## [Text under study]

___

1. Article classification (threat type)
Classifying articles by taxonomy keywords into threat types allows EBS system users to prioritize emerging threats. For example, analysts monitoring an event can filter out articles to focus on a specific threat category. Rule-based NER identifies keywords to assign each article to different categories of health threats (e.g. disease type). Keywords are then organized into a predetermined, multilingual taxonomy (e.g. “Zika virus” is a human infectious disease, “African horse sickness” is an animal infectious disease, etc.) that can be updated as new threats are discovered. The taxonomy takes advantage of the structure of the language similar to WordNetFootnote 16. This mitigates part of the problem with keyword matching because it allows synonyms and related concepts to stand in for one another (Figure 1).

___

## [Records]
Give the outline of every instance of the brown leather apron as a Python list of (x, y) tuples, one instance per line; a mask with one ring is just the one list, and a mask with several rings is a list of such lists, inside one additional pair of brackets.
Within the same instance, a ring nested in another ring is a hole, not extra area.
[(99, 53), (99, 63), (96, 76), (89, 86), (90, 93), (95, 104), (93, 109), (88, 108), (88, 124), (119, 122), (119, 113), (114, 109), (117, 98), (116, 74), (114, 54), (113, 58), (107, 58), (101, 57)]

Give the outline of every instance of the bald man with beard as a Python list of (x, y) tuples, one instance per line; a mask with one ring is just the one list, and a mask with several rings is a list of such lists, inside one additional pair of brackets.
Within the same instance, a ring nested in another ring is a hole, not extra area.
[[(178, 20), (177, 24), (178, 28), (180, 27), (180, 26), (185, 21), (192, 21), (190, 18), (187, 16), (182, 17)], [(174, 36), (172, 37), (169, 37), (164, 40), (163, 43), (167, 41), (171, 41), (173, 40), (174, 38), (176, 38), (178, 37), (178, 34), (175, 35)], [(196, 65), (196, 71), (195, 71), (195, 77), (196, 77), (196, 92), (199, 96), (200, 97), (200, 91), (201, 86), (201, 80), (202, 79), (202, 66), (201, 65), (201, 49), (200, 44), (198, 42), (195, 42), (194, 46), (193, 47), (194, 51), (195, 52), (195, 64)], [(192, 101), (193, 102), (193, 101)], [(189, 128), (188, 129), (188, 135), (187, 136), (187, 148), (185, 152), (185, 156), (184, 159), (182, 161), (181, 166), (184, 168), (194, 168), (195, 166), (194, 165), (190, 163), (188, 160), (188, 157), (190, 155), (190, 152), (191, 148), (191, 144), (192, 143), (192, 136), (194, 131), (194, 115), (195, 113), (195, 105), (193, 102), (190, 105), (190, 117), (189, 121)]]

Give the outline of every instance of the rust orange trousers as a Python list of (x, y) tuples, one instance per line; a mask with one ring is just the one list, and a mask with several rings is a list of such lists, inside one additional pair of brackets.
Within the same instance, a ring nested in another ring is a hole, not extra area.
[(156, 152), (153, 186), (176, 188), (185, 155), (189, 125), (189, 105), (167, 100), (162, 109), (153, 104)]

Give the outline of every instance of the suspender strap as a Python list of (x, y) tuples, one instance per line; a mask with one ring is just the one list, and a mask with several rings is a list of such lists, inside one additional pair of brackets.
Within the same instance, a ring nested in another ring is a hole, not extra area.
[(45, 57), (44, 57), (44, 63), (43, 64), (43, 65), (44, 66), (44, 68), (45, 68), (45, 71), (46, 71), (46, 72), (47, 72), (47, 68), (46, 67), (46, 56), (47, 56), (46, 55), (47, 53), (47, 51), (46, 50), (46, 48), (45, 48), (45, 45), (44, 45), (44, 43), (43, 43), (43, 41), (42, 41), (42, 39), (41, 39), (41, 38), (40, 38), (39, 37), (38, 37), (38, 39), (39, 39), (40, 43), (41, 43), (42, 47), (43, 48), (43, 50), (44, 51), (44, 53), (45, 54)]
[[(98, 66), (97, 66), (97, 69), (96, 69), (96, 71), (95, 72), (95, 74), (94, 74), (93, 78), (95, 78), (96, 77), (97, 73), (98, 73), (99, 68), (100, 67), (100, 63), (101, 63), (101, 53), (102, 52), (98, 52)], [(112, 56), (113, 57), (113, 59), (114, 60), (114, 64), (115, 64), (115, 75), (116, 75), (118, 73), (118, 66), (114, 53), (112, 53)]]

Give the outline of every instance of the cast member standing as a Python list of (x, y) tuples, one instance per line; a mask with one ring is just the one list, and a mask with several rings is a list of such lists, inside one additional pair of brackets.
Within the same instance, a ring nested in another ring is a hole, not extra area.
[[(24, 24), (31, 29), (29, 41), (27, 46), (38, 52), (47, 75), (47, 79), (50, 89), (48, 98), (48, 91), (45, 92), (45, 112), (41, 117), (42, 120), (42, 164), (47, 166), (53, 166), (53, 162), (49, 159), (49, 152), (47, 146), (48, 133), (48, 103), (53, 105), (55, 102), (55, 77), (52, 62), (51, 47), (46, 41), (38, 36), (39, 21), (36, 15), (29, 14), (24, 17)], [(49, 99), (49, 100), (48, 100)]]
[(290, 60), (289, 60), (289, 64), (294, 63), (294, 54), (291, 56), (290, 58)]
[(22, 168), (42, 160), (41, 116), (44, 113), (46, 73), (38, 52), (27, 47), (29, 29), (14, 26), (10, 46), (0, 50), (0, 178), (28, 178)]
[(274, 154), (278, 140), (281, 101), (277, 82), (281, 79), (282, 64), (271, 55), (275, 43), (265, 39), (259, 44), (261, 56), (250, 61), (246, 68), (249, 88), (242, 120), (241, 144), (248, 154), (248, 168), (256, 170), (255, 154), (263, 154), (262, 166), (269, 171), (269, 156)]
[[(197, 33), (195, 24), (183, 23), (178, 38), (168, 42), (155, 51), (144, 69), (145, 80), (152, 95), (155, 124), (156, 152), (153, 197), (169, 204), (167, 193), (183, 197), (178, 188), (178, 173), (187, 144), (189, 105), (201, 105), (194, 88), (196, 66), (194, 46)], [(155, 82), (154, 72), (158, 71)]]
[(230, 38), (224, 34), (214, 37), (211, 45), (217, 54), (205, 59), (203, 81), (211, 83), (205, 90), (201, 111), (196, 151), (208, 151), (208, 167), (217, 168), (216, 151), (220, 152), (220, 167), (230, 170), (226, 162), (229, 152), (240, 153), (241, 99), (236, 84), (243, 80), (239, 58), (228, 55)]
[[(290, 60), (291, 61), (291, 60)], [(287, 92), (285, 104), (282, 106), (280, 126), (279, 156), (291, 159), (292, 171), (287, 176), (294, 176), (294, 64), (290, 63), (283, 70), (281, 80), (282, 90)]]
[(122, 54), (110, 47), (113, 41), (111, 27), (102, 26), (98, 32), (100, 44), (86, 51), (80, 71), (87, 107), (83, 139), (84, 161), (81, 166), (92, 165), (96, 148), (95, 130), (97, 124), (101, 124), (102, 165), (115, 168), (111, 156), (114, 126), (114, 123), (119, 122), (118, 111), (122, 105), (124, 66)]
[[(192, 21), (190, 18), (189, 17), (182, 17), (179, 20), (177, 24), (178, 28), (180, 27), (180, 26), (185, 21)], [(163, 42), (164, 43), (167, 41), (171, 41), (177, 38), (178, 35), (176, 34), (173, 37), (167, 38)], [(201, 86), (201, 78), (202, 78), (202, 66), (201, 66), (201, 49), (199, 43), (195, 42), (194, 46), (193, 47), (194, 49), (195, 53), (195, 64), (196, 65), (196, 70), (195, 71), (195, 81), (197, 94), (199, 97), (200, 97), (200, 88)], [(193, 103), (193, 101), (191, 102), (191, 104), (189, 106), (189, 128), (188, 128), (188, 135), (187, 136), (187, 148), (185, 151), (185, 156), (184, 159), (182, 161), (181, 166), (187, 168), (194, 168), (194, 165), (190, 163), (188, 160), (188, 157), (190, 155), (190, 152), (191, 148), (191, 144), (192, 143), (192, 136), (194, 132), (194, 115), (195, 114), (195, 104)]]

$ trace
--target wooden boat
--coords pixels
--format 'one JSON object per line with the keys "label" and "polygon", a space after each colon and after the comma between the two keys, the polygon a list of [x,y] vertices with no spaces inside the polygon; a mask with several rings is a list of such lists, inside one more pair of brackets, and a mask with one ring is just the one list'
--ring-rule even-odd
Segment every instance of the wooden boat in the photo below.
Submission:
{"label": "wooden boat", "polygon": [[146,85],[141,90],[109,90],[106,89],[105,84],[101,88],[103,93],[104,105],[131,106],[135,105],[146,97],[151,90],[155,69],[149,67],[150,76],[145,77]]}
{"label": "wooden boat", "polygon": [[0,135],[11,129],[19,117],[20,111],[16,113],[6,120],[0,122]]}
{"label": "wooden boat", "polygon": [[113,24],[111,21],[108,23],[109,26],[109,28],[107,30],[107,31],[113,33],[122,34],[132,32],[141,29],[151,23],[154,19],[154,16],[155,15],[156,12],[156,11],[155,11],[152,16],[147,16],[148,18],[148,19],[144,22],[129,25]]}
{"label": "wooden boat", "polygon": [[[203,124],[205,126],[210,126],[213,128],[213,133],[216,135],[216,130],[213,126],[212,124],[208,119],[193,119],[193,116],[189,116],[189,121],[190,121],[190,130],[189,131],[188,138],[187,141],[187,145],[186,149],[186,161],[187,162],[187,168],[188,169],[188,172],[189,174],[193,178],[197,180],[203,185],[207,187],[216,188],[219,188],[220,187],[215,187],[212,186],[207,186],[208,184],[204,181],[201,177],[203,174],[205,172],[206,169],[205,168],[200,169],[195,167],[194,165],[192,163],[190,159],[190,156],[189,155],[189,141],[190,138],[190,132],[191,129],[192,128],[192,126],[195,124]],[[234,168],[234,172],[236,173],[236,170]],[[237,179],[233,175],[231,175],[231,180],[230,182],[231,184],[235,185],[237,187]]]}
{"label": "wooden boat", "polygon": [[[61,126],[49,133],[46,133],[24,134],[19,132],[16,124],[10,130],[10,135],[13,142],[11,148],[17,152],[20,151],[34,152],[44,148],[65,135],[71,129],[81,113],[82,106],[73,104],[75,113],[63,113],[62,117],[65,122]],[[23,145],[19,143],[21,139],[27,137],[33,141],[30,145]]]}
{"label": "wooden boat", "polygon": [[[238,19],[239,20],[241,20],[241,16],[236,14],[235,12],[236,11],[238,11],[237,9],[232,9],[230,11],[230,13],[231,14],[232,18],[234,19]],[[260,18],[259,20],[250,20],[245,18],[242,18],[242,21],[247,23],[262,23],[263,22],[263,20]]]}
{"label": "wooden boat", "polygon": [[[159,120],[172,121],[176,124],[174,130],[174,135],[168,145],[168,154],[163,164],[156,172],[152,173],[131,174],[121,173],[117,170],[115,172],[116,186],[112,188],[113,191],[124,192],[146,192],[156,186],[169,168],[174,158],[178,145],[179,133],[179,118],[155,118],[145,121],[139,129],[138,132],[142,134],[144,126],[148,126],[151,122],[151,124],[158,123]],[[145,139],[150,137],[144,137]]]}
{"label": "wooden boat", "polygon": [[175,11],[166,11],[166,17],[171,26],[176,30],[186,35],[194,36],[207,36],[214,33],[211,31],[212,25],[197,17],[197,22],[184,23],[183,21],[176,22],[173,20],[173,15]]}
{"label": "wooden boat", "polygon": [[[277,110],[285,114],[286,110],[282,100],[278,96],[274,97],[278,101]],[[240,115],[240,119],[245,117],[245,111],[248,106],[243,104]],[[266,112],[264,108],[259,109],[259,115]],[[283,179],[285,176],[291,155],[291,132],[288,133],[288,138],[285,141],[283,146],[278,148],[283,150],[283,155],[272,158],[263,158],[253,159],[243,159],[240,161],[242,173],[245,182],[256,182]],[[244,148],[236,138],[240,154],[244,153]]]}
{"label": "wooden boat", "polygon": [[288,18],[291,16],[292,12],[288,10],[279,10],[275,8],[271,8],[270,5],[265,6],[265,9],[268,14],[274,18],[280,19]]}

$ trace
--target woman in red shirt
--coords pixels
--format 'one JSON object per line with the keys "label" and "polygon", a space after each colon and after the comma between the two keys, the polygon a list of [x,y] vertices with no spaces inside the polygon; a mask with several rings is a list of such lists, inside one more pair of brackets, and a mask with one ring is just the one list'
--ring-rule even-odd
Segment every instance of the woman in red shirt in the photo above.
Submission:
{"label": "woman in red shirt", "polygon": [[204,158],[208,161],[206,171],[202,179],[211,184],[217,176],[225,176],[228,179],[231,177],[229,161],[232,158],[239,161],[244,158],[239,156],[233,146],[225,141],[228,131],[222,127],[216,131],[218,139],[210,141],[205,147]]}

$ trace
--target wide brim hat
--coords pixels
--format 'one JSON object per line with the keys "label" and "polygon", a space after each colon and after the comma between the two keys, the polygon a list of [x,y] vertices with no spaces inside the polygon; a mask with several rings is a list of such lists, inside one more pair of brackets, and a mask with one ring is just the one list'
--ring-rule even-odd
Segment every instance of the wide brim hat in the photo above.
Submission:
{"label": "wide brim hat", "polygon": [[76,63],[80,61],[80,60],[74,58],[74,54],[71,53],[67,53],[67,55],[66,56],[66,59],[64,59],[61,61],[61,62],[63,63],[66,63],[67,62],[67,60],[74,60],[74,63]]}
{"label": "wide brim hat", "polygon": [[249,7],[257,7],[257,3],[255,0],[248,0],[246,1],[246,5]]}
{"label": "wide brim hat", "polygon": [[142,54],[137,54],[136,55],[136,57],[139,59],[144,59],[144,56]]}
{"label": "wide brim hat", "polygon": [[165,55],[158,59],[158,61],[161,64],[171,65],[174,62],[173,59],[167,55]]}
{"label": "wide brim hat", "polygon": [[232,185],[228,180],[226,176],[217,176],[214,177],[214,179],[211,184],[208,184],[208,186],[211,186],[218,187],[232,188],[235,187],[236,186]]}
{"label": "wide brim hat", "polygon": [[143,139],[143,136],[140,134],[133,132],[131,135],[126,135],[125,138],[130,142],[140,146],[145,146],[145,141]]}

___

## [Work request A]
In the article classification text, what identifies the keywords used to assign each article to categories of health threats?
## [Work request B]
Please carry on the article classification text, starting after its final sentence.

## [Written answer A]
Rule-based NER.

## [Written answer B]
2. Geoparsing
Identifying places where health-related events are reported from articles can help locate susceptible populations. Geoparsing is the task of assigning geographic coordinates to location entities (i.e. toponyms such as city, country) identified in unstructured text. The process starts with geotagging, a subset of NER for identifying the toponyms, and then geocoding to assign geographic coordinates from a dictionary such as from GeoNamesFootnote 17. Geoparsers use computational methods that are rule-based, statistical and based on ML. The general approach of geoparsing is to characterize toponyms by a set of features (e.g. toponym name, first and last character position in text, character length). Feature information is then processed by computational methods to link each toponym to a geographic name in a location database (e.g. GeoNamesFootnote 17) and then assign the corresponding coordinatesFootnote 18.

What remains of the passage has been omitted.